:: Dataset excerpts

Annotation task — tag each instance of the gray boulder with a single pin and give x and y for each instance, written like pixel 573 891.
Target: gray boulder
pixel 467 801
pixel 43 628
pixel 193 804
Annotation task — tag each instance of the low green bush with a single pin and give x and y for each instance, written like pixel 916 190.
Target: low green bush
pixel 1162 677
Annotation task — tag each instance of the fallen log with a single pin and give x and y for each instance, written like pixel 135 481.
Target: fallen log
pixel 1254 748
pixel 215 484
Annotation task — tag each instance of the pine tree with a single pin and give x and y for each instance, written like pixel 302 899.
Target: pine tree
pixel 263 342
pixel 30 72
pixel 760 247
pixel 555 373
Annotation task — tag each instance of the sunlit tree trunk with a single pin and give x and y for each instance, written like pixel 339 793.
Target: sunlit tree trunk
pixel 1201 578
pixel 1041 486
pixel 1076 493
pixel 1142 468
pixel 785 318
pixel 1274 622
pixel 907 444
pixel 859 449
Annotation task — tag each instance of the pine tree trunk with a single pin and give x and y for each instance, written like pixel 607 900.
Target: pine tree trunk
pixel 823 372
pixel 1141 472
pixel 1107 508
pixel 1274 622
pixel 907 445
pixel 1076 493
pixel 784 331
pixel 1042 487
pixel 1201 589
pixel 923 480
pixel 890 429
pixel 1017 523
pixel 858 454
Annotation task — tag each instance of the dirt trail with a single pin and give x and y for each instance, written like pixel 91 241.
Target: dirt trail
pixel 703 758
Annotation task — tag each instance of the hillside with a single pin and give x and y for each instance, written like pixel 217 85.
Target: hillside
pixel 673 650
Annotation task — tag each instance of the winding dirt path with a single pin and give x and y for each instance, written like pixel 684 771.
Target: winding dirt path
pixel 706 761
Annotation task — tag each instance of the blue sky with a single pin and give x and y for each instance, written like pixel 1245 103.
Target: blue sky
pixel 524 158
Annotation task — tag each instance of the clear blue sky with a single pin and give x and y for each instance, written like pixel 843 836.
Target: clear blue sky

::::

• [Exercise brief]: Write down every line of the data exactly as it appears above.

• [Expected answer]:
Annotation task — tag each instance of the gray boulder with a single pin and give x and y for each instance, written like pixel 573 891.
Target: gray boulder
pixel 467 801
pixel 43 628
pixel 193 804
Annotation task — tag each instance of the low green bush with a single pin and give x and y for each instance, written like pixel 916 190.
Target: low green bush
pixel 1162 677
Annotation task — tag each instance of the fallen log with a single pin and give x and y for each instance, written like pixel 135 481.
Target: fallen log
pixel 1254 748
pixel 215 484
Annotation task — tag each instance of the pine tree with a single pin and give x and y for each instance, written like pixel 302 899.
Target: pine tree
pixel 263 342
pixel 30 72
pixel 760 247
pixel 555 373
Annotation task — tag each instance of the sunlit tree trunk with a single pin and give x and y for each instance, written like pixel 339 793.
Target: sunlit tree trunk
pixel 1201 578
pixel 1041 486
pixel 1076 493
pixel 1142 468
pixel 785 318
pixel 1274 622
pixel 907 444
pixel 859 449
Annotation task — tag each instance of the pine tree trunk with a single pin and give x and y for each instance, written like pixel 607 900.
Target: pine tree trunk
pixel 823 372
pixel 1141 472
pixel 1107 508
pixel 1274 622
pixel 907 445
pixel 1076 493
pixel 784 331
pixel 1042 487
pixel 1201 589
pixel 923 480
pixel 890 429
pixel 1017 523
pixel 858 454
Annotation task — tag each instance of the dirt trail with a single pin and give x and y for each instance, written like pixel 91 241.
Target: dirt trail
pixel 703 758
Annotation task — tag each instance of the hillside with a single pin and give x and y for each instance, written like pixel 217 85.
Target: hillside
pixel 673 650
Annotation task — tag each instance of the winding dirt path with a single pin and give x and y for each instance, written like pixel 684 771.
Target: winding dirt path
pixel 706 761
Annotation task — tag each instance of the blue sky with a single pin and give x and y for each instance, written like pixel 1245 103.
Target: blue sky
pixel 524 158
Annotation task — tag each instance of the clear blue sky with a single pin and give x and y for each instance, written like pixel 843 836.
Target: clear blue sky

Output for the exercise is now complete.